#### [WORK INSTRUCTION]
Extract the full article on avoiding false advertising lawsuits, word for word.

How Business Owners Can Avoid a False Advertising Lawsuit
The idea of lying is a tricky one. We all know it’s wrong to lie, but how do you know when that line has been crossed? This question is particularly relevant to advertising in business. As a businessman, how do you know when someone will bring a claim of false advertising against you, when all you were trying to do was extol the merits of your product?
As a quick overview, a few major laws govern the area of false advertising in business. On a federal level, two prominent statutes govern this issue: the Lanham Act and the Federal Trade Commission (FTC) Act. Under the FTC Act, only the FTC can bring a claim against businesses, while under the Lanham Act, any private individual can bring a claim against businesses. In addition to these federal statutes, many states have also enacted their own laws against false advertising, which will vary by state.
So under these laws, what are some principles for determining which ads are false, and thus punishable, and which ones are not? Four situations are listed below. The first two, I believe, would be fairly obvious to any person. The last two situations are not as obvious and would be important to take note of.
1. Stealing trademarks.
A company’s trademark is a word, set of words, or logo that identify a product as originating from that company. It should be no surprise that using a company’s trademark without permission can get you into all kinds of legal trouble. There are many reasons why the law around trademark protection is so strong: trademarks protect companies’ reputations, and they also protect customers by acting as a guarantee of what the product is. Don’t think you can get away with trademark infringement even if you are a very small company: companies typically are very protective of their trademarks and are quick to notice any potential infringement.
2. Ads that are literally false.

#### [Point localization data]
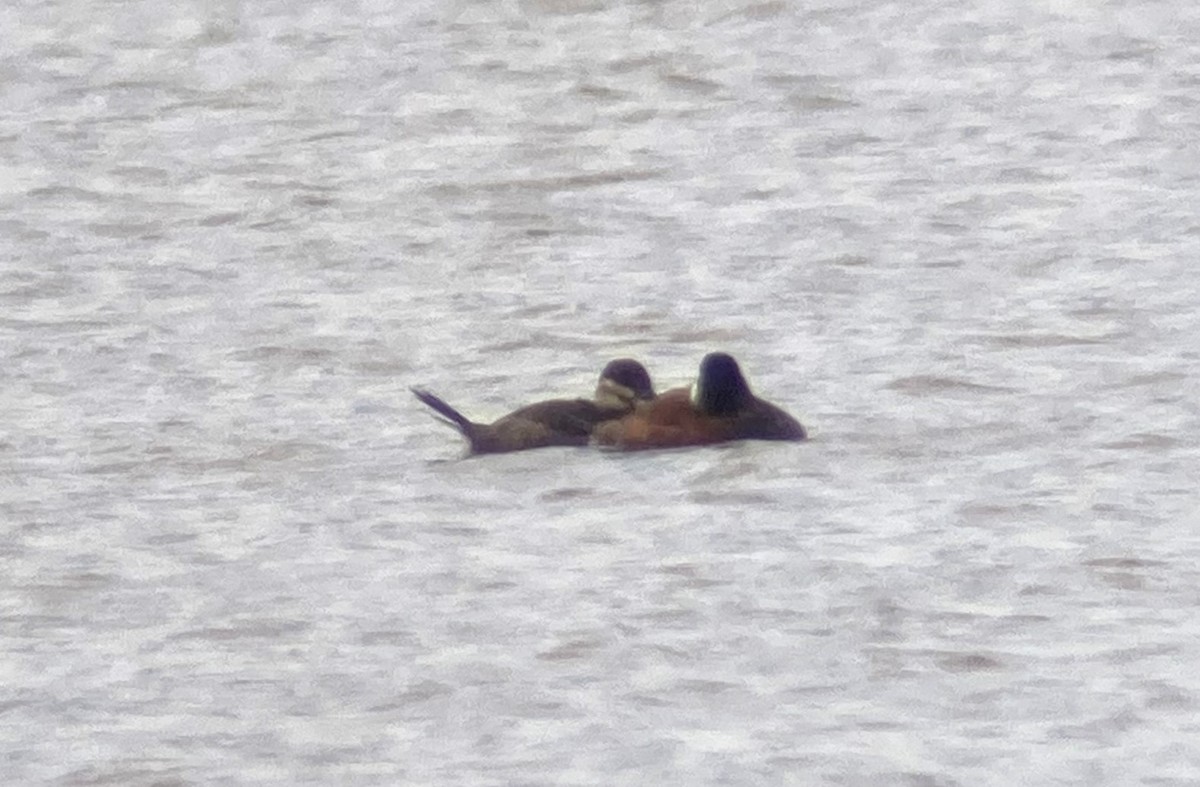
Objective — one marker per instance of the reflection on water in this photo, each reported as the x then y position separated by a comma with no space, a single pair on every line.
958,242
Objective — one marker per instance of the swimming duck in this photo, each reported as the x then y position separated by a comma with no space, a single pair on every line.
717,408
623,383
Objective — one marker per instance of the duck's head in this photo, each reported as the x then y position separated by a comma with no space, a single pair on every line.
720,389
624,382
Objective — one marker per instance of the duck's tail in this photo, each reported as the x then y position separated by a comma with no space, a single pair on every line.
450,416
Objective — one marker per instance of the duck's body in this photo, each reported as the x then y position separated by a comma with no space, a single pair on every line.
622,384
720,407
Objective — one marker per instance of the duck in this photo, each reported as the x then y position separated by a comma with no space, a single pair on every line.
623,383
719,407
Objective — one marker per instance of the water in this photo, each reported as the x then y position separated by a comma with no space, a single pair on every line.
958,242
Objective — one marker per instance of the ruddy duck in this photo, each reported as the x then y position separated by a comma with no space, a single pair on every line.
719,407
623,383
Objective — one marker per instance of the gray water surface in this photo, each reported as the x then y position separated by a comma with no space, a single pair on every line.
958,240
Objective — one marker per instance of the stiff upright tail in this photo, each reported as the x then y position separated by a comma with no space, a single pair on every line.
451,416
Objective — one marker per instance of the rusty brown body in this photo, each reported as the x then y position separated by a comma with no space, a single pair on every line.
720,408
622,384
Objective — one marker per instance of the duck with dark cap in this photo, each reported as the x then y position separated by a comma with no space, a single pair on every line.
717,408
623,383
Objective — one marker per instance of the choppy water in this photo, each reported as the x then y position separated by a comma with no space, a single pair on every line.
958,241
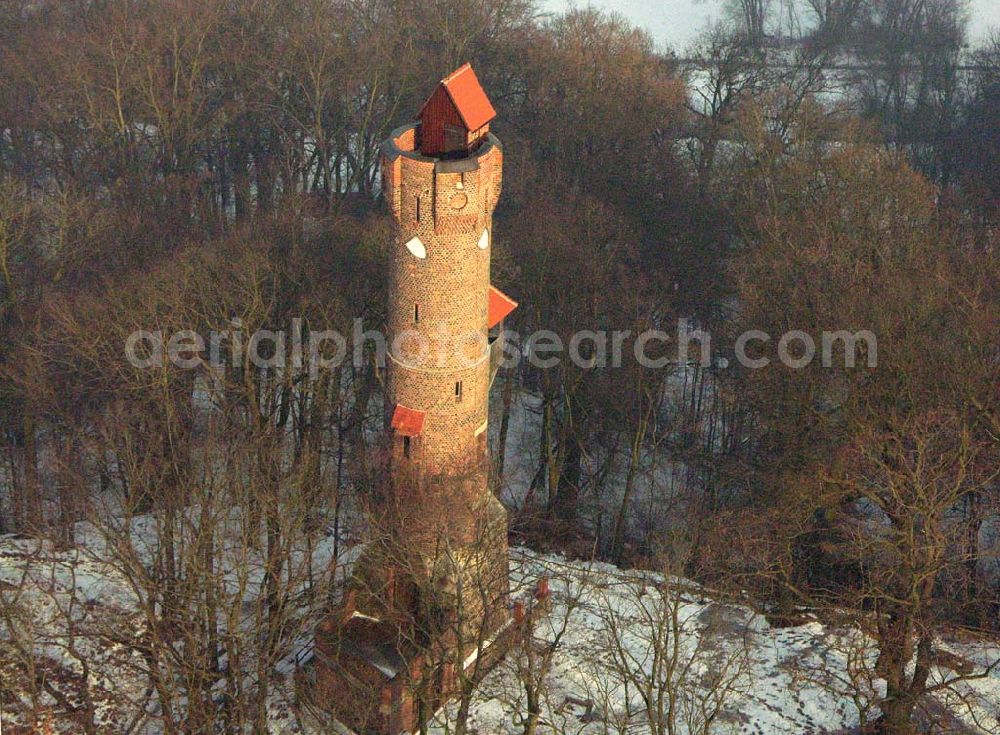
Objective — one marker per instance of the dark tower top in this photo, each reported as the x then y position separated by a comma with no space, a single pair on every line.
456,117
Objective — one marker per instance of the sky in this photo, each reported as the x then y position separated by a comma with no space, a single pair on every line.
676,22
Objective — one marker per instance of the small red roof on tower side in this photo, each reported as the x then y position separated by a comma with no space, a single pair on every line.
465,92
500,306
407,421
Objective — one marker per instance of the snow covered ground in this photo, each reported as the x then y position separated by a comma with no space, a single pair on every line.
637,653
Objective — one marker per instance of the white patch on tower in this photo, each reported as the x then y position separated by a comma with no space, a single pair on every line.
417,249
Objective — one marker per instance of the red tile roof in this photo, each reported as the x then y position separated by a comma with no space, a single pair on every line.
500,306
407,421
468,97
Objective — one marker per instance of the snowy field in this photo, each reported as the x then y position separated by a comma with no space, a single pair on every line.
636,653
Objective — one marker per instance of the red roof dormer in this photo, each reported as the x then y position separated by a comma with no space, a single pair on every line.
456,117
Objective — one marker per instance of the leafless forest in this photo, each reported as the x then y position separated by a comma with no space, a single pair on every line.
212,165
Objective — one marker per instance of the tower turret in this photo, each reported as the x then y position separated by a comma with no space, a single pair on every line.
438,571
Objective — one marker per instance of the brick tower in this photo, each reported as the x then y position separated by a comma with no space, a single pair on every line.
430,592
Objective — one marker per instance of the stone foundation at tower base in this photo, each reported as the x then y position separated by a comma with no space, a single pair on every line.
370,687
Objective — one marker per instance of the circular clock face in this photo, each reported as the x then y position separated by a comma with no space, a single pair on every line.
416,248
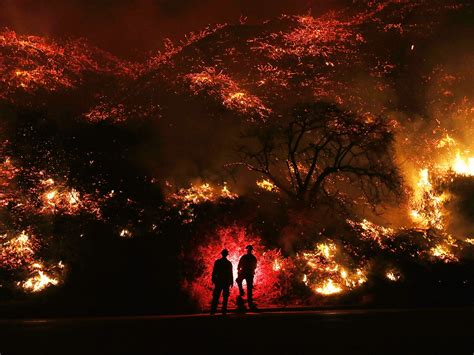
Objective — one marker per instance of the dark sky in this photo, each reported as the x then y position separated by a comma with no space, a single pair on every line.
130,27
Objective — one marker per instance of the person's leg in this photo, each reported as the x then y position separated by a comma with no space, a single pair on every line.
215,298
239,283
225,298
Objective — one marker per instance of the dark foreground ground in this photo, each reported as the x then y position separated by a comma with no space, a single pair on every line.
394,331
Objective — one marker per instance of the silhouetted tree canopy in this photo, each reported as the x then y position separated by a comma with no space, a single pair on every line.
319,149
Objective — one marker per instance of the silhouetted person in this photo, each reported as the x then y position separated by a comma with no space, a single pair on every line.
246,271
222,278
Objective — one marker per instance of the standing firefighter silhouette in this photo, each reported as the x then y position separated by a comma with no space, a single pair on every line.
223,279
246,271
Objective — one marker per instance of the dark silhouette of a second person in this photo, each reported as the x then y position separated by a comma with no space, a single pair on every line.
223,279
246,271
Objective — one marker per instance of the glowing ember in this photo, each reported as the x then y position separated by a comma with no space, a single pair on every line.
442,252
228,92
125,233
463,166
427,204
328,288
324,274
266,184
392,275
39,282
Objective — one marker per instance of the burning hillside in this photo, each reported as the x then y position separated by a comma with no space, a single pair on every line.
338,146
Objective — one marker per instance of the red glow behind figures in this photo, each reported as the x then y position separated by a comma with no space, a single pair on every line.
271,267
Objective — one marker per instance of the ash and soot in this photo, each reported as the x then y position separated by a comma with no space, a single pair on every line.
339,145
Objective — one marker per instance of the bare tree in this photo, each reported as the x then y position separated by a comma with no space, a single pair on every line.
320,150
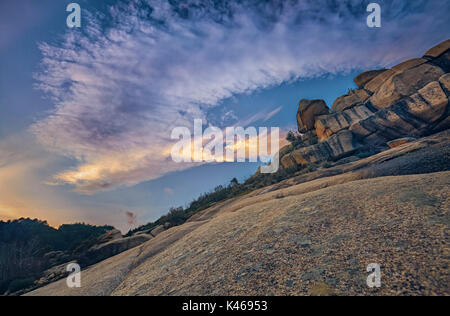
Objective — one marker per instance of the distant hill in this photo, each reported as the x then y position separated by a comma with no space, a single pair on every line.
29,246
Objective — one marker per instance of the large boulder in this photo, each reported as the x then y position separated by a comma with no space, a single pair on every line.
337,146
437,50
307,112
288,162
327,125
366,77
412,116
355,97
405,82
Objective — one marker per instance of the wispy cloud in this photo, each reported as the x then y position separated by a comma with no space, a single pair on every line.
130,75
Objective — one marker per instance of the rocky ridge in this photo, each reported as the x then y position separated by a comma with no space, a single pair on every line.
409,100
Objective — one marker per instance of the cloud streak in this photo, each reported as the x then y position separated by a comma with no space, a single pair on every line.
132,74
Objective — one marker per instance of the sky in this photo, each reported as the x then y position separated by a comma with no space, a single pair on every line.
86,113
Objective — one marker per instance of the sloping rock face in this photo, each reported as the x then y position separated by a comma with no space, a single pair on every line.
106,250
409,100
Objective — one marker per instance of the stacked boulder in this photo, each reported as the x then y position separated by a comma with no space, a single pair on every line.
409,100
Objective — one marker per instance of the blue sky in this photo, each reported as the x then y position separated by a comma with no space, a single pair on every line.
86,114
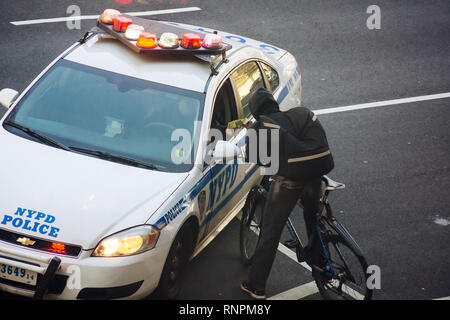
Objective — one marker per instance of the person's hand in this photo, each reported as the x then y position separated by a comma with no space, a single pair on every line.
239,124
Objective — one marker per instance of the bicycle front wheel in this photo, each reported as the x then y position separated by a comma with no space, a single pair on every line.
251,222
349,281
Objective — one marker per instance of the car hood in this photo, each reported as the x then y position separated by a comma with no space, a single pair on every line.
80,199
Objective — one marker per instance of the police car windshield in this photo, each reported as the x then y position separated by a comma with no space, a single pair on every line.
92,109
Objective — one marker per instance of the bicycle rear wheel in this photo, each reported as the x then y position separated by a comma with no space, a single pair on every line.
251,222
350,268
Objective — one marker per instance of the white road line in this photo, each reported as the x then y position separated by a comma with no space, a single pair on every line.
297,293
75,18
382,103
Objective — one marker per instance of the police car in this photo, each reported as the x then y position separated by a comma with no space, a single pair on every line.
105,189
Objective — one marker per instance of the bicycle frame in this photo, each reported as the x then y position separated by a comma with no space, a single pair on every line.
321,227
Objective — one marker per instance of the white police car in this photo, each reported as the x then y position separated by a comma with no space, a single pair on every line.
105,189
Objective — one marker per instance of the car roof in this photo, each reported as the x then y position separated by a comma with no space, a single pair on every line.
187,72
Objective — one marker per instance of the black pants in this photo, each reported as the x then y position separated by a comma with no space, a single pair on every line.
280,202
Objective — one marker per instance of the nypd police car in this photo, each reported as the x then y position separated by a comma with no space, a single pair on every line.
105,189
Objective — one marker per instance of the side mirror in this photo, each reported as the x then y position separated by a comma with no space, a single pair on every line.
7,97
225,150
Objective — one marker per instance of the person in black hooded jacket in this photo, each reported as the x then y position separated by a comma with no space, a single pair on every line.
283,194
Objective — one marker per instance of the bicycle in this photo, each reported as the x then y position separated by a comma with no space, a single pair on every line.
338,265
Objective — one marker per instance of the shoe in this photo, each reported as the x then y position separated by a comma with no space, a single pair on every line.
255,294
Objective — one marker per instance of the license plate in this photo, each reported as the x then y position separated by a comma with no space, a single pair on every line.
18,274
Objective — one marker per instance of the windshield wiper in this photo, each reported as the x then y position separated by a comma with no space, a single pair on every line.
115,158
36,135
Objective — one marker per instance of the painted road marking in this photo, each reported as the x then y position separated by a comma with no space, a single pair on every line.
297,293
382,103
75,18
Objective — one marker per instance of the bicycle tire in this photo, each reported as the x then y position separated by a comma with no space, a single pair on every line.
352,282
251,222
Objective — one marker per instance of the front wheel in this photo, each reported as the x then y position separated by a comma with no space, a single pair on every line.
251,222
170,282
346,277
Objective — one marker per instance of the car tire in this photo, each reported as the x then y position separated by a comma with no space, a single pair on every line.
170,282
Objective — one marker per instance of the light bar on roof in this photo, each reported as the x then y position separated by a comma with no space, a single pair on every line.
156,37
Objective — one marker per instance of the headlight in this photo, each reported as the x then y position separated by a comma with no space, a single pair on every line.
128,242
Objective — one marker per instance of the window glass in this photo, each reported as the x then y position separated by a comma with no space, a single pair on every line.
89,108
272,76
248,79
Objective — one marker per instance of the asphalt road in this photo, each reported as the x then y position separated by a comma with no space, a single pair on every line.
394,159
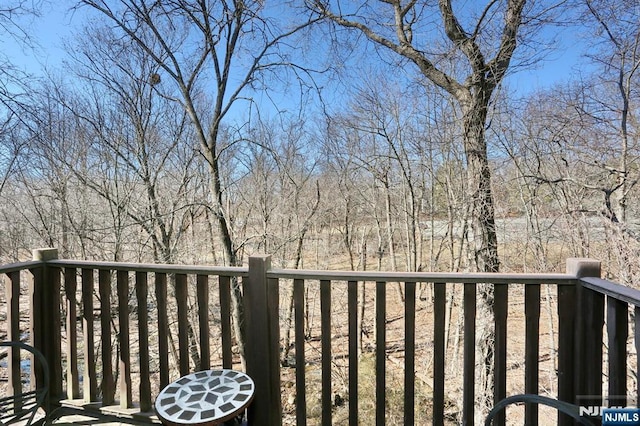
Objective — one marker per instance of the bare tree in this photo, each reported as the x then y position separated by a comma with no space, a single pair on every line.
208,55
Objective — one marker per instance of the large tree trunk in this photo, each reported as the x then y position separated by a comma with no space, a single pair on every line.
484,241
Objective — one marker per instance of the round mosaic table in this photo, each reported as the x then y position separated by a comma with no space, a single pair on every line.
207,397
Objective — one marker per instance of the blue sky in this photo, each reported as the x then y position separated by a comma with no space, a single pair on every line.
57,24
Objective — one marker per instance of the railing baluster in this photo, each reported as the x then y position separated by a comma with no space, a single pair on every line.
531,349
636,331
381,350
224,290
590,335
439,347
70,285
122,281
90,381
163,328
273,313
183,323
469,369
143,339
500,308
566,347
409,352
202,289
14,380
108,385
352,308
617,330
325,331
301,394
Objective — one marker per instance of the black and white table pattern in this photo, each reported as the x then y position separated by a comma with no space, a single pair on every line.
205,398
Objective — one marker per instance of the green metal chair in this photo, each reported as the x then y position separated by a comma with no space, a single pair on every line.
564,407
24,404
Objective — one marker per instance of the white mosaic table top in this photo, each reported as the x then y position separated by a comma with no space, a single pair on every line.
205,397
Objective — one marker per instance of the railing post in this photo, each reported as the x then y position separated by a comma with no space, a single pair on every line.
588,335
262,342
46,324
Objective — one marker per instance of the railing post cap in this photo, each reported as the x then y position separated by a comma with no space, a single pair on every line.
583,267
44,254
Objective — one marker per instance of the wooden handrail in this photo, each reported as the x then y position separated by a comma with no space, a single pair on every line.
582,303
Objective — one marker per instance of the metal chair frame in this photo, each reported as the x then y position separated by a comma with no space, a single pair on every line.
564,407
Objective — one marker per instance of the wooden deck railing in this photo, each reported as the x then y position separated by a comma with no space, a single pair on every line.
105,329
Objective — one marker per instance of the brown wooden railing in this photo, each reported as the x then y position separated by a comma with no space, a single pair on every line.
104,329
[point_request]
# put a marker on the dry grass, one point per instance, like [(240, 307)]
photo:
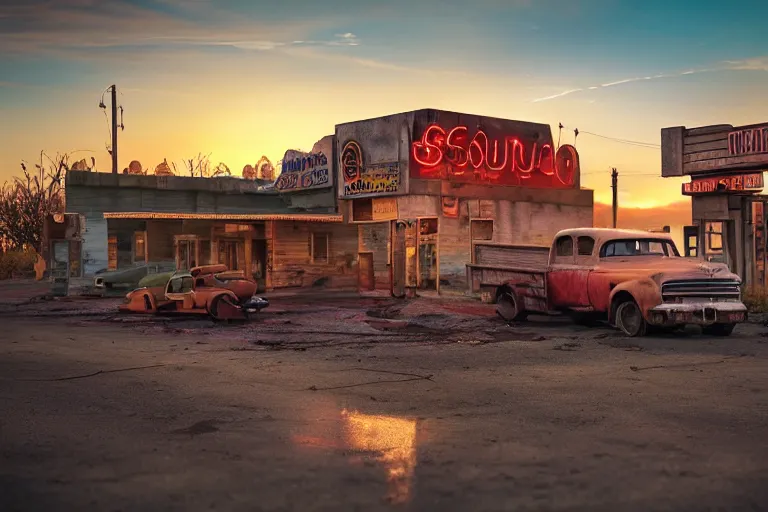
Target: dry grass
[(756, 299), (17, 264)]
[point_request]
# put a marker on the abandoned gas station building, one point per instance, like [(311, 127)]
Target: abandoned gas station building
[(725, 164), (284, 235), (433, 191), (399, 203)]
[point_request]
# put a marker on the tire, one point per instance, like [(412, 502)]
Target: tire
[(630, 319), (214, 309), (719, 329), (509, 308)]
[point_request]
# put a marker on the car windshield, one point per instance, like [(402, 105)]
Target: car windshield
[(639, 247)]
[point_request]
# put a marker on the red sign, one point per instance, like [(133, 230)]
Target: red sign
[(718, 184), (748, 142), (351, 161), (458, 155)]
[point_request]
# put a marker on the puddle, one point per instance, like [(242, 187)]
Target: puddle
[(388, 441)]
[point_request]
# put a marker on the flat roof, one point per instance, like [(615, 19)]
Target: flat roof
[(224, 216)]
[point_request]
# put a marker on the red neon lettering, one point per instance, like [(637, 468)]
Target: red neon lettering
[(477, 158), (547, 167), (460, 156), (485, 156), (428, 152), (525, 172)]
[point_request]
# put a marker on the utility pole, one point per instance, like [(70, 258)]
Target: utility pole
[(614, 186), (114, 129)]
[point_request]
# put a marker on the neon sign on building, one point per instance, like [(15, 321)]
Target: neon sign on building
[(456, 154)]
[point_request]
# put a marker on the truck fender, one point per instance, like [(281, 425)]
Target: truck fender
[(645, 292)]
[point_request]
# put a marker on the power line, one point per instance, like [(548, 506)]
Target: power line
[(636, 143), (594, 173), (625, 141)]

#### [RESPONSE TO THIS TASK]
How Business Owners Can Avoid a False Advertising Lawsuit
The idea of lying is a tricky one. We all know it’s wrong to lie, but how do you know when that line has been crossed? This question is particularly relevant to advertising in business. As a businessman, how do you know when someone will bring a claim of false advertising against you, when all you were trying to do was extol the merits of your product?
As a quick overview, a few major laws govern the area of false advertising in business. On a federal level, two prominent statutes govern this issue: the Lanham Act and the Federal Trade Commission (FTC) Act. Under the FTC Act, only the FTC can bring a claim against businesses, while under the Lanham Act, any private individual can bring a claim against businesses. In addition to these federal statutes, many states have also enacted their own laws against false advertising, which will vary by state.
So under these laws, what are some principles for determining which ads are false, and thus punishable, and which ones are not? Four situations are listed below. The first two, I believe, would be fairly obvious to any person. The last two situations are not as obvious and would be important to take note of.
1. Stealing trademarks.
A company’s trademark is a word, set of words, or logo that identify a product as originating from that company. It should be no surprise that using a company’s trademark without permission can get you into all kinds of legal trouble. There are many reasons why the law around trademark protection is so strong: trademarks protect companies’ reputations, and they also protect customers by acting as a guarantee of what the product is. Don’t think you can get away with trademark infringement even if you are a very small company: companies typically are very protective of their trademarks and are quick to notice any potential infringement.
2. Ads that are literally false.